* _Task requirements_: How many lines of the entries below include the word "green"? Answer with the number alone.

Records from a collection:
=== Begin Enclosure ===

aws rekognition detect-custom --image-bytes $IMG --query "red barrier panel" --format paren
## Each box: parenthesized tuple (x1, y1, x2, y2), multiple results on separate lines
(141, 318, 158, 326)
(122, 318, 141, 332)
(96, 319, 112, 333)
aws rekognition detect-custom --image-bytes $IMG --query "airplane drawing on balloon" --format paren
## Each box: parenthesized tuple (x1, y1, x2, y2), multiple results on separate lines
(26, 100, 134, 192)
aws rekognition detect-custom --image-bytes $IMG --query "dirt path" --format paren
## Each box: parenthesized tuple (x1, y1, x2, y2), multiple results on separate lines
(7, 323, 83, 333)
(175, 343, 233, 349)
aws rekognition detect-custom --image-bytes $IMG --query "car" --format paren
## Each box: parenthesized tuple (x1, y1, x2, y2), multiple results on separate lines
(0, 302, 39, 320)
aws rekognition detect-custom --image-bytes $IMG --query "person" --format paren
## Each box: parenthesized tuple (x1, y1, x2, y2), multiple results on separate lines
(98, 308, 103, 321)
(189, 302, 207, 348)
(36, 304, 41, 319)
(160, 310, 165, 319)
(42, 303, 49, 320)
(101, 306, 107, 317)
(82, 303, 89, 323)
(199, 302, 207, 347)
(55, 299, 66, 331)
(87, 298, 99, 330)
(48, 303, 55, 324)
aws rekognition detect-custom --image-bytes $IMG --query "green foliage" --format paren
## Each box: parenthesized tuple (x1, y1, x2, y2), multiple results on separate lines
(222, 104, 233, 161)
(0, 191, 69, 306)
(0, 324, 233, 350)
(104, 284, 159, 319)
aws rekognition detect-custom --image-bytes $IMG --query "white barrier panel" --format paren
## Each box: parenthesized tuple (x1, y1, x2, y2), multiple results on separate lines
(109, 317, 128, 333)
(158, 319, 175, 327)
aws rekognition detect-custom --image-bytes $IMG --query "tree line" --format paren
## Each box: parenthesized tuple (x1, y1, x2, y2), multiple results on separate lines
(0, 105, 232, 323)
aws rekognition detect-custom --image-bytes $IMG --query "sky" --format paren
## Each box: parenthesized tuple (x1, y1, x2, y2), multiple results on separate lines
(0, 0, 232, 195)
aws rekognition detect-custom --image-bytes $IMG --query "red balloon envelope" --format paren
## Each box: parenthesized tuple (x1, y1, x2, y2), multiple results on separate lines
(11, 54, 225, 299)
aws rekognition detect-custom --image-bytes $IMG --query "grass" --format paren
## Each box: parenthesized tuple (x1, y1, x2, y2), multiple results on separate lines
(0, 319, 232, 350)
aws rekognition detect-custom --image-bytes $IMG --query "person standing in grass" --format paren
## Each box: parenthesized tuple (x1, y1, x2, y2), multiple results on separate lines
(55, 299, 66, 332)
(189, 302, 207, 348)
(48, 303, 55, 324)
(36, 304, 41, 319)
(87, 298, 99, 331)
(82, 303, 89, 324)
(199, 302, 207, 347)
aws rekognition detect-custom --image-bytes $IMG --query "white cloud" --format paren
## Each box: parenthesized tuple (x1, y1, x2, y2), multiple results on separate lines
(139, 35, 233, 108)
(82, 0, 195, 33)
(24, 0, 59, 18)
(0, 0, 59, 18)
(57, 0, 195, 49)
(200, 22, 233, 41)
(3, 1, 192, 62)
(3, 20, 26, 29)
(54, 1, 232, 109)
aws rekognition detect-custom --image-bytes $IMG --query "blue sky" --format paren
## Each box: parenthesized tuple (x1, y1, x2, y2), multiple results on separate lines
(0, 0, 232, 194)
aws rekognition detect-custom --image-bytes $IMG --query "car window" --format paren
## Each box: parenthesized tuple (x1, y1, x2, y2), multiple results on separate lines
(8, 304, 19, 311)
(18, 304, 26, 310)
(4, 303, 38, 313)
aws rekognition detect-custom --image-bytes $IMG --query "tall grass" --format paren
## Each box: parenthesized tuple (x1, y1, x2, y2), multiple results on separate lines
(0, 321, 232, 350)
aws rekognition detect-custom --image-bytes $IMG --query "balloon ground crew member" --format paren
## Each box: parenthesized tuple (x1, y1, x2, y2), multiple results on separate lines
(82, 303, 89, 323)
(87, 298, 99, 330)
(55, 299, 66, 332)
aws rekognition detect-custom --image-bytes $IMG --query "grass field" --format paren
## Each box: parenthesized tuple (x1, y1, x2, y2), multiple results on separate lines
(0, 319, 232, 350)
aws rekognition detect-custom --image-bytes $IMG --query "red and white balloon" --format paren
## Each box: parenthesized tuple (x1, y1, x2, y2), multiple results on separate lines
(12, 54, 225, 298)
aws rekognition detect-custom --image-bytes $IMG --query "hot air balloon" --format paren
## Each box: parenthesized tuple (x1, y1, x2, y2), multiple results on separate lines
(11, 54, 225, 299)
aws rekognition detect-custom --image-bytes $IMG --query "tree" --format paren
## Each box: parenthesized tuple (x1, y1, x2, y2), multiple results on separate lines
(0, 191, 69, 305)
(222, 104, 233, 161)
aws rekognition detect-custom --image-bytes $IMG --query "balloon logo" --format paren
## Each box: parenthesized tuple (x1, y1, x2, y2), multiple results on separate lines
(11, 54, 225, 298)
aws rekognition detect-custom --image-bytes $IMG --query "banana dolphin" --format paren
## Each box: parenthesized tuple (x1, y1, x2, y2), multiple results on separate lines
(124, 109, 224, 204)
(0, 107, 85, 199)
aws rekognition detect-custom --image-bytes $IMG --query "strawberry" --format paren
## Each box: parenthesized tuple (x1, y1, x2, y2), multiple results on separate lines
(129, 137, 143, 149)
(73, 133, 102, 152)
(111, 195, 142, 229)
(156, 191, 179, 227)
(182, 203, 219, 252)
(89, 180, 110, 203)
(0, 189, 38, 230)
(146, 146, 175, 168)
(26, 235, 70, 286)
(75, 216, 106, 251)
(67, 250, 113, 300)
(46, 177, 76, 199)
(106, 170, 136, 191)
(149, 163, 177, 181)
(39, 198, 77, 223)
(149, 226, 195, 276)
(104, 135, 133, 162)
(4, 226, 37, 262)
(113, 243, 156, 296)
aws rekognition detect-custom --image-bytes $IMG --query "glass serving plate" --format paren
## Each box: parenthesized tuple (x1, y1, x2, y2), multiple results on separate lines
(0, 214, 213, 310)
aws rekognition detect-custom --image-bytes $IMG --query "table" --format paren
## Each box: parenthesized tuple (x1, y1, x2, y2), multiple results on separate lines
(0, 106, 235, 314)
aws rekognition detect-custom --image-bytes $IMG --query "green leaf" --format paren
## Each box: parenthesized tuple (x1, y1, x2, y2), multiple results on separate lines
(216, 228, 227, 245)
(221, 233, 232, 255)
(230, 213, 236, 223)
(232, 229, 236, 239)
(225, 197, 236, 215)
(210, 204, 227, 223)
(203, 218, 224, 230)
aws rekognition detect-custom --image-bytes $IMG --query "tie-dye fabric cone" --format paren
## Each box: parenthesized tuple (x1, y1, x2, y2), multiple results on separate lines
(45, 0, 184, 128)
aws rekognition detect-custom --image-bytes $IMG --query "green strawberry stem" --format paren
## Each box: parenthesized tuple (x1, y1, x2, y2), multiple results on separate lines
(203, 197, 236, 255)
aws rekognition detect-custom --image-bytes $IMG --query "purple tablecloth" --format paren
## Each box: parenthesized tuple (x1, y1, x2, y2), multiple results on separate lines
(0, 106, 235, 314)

=== End Enclosure ===

* _Written answer_: 3